*Your goal*: Give the lines again exactly, from the one holding "# example of the layout" to the last line of the listing below, both ends included and nothing added.

........

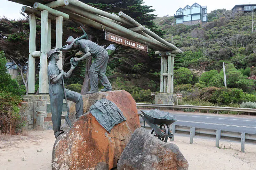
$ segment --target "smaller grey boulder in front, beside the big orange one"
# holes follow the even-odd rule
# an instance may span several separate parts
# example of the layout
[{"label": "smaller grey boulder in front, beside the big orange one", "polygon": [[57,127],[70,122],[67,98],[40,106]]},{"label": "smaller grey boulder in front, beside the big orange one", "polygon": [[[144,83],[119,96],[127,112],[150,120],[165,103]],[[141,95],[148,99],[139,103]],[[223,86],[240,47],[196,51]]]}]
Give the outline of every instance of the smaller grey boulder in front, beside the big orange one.
[{"label": "smaller grey boulder in front, beside the big orange one", "polygon": [[188,161],[175,144],[165,143],[138,128],[118,163],[118,170],[187,170]]}]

........

*Your response*:
# example of the layout
[{"label": "smaller grey boulder in front, beside the big orange one", "polygon": [[57,127],[70,122],[67,98],[40,106]]},{"label": "smaller grey boulder in front, beside the big orange one", "polygon": [[[144,83],[119,96],[127,112],[150,120],[165,103]],[[141,95],[148,99],[139,103]],[[223,86],[240,47],[196,51]]]}]
Give the outline of every instance of the smaller grey boulder in front, beside the big orange one.
[{"label": "smaller grey boulder in front, beside the big orange one", "polygon": [[188,161],[175,144],[165,143],[138,128],[118,163],[118,170],[187,170]]}]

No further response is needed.